**Data supplied:**
-=-=-=-=-
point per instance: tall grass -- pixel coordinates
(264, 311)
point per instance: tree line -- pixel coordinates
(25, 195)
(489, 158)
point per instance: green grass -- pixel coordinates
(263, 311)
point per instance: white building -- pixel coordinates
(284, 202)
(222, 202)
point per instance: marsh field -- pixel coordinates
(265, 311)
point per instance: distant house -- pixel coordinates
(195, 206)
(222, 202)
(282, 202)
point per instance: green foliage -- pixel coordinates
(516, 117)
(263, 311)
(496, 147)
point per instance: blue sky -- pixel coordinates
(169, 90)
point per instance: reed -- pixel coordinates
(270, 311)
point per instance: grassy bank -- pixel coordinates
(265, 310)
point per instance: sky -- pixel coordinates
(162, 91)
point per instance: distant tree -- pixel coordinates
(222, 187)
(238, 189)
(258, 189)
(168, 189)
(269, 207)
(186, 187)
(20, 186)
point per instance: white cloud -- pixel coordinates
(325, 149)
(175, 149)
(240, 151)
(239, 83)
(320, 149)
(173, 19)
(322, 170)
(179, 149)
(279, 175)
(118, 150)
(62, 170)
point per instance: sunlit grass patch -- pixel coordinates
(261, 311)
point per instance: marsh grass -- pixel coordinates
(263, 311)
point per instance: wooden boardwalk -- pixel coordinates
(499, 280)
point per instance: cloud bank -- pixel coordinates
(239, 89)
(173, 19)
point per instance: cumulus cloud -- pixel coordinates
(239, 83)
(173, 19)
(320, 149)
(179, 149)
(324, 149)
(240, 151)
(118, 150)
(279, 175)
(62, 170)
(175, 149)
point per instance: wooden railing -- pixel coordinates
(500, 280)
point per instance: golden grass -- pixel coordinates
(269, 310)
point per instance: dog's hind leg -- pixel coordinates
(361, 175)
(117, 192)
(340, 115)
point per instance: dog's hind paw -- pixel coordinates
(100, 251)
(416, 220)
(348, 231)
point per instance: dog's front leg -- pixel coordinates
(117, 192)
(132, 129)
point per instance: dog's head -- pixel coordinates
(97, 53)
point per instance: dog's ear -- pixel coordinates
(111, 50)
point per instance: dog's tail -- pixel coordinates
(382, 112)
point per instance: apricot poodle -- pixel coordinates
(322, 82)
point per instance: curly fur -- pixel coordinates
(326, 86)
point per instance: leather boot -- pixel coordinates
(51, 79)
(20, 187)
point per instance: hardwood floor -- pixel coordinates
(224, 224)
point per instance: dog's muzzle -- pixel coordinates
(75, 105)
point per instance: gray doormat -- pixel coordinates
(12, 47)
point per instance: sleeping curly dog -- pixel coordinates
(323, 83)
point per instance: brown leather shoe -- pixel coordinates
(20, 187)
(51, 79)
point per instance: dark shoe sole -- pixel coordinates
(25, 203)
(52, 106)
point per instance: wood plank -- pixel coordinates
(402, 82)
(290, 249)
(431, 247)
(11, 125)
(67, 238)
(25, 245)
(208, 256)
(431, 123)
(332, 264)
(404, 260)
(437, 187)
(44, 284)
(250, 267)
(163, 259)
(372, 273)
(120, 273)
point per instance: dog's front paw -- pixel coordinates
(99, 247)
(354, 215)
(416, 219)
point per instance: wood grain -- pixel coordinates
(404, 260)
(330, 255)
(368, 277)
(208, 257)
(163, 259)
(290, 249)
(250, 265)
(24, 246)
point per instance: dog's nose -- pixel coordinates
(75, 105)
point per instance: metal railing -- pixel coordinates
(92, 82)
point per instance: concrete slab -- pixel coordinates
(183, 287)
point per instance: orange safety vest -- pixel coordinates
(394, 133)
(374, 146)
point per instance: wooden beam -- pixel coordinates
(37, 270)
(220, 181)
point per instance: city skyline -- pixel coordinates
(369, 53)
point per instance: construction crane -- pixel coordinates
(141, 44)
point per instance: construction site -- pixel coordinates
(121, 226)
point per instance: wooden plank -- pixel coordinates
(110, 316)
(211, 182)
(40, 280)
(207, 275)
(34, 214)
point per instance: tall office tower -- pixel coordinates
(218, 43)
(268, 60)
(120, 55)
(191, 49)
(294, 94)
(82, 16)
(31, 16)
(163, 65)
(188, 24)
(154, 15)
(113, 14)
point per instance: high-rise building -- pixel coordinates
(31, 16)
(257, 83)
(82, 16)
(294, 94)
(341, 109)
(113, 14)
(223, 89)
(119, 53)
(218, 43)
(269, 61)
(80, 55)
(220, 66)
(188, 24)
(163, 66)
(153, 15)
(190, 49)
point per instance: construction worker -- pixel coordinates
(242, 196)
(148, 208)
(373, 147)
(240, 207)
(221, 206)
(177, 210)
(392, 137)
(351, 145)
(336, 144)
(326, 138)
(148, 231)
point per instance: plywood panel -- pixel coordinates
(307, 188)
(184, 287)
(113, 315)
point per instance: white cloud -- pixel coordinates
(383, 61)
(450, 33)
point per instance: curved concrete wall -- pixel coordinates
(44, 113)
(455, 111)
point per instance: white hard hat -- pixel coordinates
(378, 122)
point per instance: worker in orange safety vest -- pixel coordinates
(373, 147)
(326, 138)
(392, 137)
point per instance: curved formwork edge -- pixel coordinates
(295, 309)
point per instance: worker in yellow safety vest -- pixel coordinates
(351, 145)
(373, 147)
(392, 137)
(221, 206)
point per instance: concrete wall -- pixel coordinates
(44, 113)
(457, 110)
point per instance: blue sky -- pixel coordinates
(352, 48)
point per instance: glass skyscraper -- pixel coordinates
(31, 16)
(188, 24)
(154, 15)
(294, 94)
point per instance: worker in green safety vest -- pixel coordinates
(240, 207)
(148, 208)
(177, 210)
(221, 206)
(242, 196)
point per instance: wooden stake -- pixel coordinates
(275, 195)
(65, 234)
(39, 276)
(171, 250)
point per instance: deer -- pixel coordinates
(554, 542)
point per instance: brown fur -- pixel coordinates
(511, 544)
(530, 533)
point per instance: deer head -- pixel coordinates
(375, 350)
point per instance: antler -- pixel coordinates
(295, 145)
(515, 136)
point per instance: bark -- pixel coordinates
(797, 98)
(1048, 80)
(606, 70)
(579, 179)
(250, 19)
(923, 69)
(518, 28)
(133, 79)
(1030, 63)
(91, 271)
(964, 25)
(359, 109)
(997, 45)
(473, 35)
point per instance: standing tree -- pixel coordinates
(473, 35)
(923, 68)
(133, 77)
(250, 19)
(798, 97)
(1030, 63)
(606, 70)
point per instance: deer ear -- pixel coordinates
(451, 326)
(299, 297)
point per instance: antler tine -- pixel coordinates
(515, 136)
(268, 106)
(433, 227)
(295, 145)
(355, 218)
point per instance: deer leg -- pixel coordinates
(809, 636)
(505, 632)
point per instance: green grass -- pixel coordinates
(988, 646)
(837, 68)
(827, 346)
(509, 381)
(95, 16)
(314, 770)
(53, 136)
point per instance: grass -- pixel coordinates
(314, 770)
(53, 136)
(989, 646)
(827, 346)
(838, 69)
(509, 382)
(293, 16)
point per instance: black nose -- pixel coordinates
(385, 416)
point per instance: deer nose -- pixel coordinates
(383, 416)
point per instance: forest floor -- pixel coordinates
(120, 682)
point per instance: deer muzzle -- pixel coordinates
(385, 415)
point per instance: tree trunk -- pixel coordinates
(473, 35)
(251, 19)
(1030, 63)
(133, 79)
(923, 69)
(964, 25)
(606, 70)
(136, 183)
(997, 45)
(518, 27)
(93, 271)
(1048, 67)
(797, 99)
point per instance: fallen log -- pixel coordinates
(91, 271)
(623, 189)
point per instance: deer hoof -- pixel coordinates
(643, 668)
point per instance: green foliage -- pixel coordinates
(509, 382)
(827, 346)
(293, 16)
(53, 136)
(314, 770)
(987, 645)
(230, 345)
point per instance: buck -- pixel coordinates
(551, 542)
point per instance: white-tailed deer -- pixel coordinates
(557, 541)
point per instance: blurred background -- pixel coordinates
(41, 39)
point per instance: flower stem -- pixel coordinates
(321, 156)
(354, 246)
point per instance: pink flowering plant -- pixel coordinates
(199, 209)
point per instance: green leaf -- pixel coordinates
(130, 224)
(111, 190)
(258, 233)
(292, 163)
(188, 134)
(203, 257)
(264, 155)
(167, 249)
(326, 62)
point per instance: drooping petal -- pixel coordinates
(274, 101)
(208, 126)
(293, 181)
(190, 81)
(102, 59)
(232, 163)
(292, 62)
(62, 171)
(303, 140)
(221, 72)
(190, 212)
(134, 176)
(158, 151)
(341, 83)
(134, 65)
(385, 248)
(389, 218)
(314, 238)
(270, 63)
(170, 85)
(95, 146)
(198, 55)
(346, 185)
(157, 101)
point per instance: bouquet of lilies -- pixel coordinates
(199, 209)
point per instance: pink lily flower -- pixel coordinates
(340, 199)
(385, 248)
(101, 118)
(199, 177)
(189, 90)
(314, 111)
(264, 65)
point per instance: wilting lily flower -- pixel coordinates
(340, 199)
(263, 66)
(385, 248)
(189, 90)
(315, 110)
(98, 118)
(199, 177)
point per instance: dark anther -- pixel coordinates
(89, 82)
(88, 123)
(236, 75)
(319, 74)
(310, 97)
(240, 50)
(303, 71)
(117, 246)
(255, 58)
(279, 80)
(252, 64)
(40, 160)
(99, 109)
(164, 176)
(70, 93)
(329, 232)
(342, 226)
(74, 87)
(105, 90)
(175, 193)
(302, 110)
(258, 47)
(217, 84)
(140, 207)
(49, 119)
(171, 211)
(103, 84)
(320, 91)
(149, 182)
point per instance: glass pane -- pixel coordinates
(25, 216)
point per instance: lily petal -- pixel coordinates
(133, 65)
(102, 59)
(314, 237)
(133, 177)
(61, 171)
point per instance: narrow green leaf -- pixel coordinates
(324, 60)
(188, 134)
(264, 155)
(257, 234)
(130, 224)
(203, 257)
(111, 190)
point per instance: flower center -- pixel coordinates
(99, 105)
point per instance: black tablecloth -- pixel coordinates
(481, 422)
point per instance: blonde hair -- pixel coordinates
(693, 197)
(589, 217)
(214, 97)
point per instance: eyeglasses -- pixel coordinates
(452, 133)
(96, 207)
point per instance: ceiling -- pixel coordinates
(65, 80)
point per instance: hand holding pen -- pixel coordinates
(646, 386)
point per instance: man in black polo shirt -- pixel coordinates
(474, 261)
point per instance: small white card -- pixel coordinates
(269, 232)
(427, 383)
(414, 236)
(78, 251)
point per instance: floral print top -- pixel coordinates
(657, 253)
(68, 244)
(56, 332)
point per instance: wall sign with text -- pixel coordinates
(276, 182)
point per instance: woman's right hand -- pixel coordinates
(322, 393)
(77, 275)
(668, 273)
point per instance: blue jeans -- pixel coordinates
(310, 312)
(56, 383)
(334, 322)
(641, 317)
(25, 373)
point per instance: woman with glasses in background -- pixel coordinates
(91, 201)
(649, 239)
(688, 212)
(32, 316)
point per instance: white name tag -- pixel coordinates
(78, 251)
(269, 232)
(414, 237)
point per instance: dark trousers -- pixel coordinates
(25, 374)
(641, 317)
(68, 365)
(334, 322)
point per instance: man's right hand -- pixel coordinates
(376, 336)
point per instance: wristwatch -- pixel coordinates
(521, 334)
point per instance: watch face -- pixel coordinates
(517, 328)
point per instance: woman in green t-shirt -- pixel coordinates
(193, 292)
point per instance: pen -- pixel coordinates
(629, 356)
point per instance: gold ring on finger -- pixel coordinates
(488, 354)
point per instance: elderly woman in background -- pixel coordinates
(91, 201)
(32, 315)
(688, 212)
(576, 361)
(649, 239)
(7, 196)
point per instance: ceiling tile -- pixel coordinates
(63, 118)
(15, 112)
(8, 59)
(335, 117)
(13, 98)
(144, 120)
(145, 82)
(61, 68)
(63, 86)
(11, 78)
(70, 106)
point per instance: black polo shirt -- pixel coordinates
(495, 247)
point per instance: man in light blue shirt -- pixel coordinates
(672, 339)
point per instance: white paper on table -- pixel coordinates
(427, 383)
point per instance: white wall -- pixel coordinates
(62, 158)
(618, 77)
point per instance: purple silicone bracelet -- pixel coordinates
-=-=-=-=-
Quote verbatim the line containing "point per instance: ceiling tile" and every line after it through the end of the records above.

point per instance: ceiling tile -- pixel coordinates
(63, 118)
(15, 112)
(8, 59)
(335, 117)
(13, 98)
(144, 120)
(145, 82)
(61, 68)
(63, 86)
(11, 78)
(70, 106)
point per instance: black polo shirt -- pixel coordinates
(495, 247)
point per instance: man in light blue shirt -- pixel coordinates
(672, 339)
point per instance: white paper on table -- pixel coordinates
(427, 383)
point per instance: white wall -- pixel coordinates
(62, 158)
(618, 77)
point per instance: purple silicone bracelet -- pixel coordinates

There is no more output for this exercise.